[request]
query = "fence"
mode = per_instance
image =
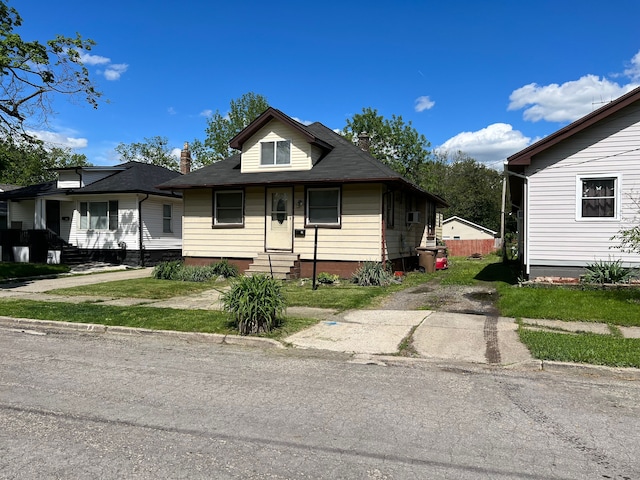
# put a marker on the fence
+-------+
### What to produce
Copy every row above line for line, without changing a character, and leave out the pictures.

### Worked answer
[request]
query = "fence"
mode = per_instance
image =
# put a marker on the fence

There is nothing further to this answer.